-- EXERCISE INSTRUCTIONS --
Reproduce the data verbatim, from its first line through the line that contains "[220,378,844,612]", with both lines included.

-- DATA LINES --
--- --- ---

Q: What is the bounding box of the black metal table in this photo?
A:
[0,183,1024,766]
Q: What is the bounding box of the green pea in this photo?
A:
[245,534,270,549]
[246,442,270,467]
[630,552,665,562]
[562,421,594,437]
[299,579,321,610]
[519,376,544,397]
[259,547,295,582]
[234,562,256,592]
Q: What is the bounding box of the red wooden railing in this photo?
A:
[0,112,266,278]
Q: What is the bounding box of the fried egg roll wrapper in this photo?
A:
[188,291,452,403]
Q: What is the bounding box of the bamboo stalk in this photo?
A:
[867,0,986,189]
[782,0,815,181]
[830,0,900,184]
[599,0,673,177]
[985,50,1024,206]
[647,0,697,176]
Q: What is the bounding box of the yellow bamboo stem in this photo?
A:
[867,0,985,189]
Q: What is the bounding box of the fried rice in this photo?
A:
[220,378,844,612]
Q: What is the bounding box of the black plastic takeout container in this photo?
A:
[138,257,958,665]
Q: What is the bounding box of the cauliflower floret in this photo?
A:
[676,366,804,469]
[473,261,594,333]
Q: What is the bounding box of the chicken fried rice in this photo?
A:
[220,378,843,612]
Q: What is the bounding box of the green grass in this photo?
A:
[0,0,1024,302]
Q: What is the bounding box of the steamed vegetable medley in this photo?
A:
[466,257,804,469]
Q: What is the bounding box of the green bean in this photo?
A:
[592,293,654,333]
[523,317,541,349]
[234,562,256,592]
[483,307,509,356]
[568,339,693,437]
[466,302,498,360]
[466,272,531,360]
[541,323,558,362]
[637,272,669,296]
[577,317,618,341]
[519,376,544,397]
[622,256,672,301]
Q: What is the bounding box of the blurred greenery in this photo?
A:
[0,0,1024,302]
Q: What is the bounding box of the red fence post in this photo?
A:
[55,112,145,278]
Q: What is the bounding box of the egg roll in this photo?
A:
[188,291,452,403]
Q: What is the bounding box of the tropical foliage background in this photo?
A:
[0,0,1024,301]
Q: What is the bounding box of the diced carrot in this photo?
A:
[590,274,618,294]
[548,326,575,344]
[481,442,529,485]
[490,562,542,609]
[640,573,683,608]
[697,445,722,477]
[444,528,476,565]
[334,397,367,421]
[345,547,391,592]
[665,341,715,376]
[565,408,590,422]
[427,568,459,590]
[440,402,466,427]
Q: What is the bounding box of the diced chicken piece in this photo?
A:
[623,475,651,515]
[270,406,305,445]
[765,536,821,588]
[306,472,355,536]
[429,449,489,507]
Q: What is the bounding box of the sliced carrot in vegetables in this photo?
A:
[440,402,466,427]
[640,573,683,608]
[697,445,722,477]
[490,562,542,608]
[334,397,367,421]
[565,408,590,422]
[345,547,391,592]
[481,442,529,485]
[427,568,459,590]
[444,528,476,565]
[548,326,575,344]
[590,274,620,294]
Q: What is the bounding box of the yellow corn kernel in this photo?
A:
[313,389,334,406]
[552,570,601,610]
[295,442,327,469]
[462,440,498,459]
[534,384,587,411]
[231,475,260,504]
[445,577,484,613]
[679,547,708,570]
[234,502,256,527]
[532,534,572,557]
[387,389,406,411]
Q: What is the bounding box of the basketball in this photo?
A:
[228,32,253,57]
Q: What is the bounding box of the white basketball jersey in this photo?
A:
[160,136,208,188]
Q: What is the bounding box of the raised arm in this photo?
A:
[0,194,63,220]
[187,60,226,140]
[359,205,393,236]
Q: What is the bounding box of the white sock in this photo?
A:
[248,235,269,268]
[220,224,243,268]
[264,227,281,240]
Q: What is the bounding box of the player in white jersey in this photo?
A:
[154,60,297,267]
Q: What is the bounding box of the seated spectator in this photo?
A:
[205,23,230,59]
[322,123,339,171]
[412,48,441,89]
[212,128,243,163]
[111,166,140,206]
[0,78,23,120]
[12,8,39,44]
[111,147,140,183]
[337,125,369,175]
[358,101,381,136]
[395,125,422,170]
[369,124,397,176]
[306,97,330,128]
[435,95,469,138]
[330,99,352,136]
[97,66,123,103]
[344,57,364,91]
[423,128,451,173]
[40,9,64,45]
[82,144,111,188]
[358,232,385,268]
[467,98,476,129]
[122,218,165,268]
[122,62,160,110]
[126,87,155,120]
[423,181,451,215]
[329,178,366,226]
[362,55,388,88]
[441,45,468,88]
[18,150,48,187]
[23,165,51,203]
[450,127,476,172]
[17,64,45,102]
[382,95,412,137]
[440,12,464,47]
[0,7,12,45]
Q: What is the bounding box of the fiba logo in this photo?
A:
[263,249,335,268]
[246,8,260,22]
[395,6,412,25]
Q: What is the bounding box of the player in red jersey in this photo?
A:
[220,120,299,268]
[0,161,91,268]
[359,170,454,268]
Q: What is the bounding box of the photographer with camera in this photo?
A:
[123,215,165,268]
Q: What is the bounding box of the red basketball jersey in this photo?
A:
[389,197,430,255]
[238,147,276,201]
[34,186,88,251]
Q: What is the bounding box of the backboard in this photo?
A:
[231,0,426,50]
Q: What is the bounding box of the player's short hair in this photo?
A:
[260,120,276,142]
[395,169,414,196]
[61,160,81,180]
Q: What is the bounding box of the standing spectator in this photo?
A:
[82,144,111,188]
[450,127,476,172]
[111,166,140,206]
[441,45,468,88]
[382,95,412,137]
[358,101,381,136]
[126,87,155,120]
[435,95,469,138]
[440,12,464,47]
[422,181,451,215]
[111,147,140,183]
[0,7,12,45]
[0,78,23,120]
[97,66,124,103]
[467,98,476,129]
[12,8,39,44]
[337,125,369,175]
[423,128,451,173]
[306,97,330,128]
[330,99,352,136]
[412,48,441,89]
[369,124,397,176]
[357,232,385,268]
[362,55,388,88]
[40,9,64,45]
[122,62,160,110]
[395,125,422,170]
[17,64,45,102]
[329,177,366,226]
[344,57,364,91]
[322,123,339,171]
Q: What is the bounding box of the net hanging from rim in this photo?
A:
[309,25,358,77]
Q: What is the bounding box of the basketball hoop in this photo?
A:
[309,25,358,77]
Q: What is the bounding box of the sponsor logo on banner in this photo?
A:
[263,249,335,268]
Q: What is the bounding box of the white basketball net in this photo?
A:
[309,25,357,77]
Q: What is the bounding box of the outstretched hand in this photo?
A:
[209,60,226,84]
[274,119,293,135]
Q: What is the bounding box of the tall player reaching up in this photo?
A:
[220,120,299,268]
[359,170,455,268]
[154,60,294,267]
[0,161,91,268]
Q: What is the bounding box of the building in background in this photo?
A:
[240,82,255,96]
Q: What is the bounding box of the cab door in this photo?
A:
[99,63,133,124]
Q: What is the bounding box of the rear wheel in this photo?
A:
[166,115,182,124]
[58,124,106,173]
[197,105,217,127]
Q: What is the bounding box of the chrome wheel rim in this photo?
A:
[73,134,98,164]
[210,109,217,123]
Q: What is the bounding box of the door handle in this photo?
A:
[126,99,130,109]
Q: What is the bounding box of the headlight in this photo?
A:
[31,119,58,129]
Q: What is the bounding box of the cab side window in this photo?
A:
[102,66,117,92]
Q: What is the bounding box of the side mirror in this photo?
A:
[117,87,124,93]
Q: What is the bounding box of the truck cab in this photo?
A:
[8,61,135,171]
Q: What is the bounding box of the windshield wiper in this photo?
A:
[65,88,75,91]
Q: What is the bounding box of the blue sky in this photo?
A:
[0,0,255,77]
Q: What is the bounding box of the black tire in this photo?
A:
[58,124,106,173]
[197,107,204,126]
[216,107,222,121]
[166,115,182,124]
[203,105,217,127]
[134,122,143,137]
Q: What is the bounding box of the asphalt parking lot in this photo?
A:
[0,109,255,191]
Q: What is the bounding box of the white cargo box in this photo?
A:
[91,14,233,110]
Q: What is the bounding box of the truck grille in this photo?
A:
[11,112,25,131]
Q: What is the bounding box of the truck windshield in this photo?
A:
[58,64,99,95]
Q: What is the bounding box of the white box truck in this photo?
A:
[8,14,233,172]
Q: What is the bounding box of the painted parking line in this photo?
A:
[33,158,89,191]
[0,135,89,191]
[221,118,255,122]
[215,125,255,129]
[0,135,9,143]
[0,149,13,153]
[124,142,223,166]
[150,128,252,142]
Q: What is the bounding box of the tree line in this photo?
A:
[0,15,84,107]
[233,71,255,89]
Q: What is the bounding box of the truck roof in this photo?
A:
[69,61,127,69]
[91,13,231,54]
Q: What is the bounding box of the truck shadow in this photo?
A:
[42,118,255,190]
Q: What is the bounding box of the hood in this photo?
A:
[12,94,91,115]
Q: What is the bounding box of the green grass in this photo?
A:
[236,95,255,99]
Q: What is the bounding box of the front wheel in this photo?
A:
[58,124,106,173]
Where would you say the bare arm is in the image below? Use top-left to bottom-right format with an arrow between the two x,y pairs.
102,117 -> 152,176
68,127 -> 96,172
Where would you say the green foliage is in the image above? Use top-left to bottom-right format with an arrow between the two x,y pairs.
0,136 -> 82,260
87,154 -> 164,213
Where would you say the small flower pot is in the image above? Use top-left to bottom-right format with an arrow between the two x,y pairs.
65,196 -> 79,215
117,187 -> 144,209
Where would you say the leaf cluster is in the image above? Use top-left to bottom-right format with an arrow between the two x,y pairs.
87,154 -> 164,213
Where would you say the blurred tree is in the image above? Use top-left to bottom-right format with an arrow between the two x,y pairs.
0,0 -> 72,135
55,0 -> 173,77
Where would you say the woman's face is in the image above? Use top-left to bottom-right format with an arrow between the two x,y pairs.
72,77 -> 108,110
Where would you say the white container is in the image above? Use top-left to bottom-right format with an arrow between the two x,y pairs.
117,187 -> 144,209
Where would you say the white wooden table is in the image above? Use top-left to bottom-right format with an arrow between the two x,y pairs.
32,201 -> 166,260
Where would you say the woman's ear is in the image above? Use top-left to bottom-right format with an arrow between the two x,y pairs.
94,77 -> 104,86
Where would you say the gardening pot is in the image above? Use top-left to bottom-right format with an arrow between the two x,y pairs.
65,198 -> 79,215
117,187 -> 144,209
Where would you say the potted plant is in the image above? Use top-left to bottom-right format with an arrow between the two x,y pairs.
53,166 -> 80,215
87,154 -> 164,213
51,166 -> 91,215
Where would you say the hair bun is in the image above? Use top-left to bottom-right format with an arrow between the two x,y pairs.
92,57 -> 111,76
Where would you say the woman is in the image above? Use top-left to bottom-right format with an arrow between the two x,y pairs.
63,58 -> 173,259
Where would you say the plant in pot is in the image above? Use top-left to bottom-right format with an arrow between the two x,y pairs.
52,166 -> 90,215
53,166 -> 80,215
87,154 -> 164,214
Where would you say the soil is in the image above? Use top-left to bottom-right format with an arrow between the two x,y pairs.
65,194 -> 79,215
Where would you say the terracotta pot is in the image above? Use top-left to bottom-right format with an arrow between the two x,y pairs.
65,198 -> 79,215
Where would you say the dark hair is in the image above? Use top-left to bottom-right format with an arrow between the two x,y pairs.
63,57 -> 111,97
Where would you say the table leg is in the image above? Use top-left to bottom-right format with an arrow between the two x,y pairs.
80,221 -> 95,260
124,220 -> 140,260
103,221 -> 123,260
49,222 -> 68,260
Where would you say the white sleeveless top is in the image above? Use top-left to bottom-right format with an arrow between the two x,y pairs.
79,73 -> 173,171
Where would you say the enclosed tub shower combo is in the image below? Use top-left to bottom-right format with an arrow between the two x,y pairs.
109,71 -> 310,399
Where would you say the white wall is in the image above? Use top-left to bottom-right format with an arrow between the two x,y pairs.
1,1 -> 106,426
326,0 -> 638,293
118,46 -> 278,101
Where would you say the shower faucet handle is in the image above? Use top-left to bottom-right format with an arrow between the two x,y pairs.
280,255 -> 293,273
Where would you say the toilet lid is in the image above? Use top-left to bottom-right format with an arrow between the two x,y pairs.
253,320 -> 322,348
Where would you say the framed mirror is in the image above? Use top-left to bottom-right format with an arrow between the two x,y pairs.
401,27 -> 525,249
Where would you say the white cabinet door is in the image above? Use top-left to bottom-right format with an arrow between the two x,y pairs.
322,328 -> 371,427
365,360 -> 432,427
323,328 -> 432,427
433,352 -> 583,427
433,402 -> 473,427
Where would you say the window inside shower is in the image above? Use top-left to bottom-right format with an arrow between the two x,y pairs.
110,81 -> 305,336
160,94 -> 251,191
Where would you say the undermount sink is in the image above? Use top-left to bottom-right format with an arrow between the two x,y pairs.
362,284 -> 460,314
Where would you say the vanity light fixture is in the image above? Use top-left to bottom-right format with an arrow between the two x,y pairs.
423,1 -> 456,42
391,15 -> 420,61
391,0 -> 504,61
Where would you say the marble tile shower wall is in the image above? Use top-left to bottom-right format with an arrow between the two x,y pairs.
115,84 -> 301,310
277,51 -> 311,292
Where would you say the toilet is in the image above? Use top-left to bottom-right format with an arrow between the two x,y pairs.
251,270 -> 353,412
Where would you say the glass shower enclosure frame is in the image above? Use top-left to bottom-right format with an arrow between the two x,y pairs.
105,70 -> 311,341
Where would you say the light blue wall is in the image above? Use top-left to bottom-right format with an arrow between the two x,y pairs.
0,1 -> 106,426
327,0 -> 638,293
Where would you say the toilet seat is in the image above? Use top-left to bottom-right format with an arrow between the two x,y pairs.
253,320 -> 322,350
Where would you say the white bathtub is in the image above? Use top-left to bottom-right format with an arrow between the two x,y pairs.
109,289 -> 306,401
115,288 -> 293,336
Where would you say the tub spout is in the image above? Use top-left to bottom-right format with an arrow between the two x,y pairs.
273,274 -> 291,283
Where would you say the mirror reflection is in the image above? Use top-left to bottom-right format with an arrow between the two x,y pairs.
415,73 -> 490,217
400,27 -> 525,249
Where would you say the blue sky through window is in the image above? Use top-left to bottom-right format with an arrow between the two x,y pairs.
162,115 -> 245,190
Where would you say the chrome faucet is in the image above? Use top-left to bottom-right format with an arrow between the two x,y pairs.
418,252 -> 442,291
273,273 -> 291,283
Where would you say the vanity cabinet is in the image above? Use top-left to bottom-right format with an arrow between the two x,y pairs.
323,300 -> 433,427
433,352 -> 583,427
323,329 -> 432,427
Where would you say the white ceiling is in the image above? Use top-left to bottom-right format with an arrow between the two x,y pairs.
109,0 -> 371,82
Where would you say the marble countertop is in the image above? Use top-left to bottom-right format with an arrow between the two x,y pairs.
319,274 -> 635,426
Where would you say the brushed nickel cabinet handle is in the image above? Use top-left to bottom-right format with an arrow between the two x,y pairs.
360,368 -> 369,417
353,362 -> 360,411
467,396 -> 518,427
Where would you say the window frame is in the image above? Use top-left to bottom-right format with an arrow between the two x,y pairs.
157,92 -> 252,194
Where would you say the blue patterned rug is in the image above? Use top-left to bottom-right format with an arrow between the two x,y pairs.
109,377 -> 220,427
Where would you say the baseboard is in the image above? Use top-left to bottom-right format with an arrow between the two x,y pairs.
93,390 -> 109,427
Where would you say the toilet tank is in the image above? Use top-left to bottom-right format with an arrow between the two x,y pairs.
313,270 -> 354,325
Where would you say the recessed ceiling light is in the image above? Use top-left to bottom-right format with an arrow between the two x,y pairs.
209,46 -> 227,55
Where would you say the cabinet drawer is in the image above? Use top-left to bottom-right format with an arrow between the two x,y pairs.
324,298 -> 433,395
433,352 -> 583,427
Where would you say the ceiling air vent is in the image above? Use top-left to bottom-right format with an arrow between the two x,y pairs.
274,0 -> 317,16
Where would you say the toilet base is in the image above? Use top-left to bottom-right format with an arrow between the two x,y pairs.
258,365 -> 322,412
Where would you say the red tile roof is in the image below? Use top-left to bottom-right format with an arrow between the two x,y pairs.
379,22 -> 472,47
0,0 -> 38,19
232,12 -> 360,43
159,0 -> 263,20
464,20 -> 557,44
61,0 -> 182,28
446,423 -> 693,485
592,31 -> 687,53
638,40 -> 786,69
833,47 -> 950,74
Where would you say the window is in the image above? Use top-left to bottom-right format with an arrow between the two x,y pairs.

--- --- ---

-- OUTPUT OF THE TASK --
Q: What is the bounding box of the black metal table in this photo?
A:
[0,183,1024,766]
Q: What is the bounding box of the green pea in this photo?
A:
[245,534,270,549]
[246,442,270,467]
[630,552,665,562]
[562,421,594,437]
[299,579,321,610]
[519,376,544,397]
[259,547,295,582]
[234,562,256,592]
Q: What is the bounding box of the red wooden railing in this photo?
A:
[0,112,266,278]
Q: What is the bounding box of the fried egg roll wrapper in this photo?
A:
[188,291,452,403]
Q: What is the bounding box of the bamboo stalk in this photo?
A:
[867,0,986,189]
[782,0,815,181]
[830,0,900,184]
[599,0,673,177]
[985,50,1024,206]
[647,0,697,176]
Q: What is the bounding box of the yellow bamboo stem in this photo?
A:
[867,0,985,189]
Q: What is the bounding box of the fried rice in this photo?
A:
[220,378,844,612]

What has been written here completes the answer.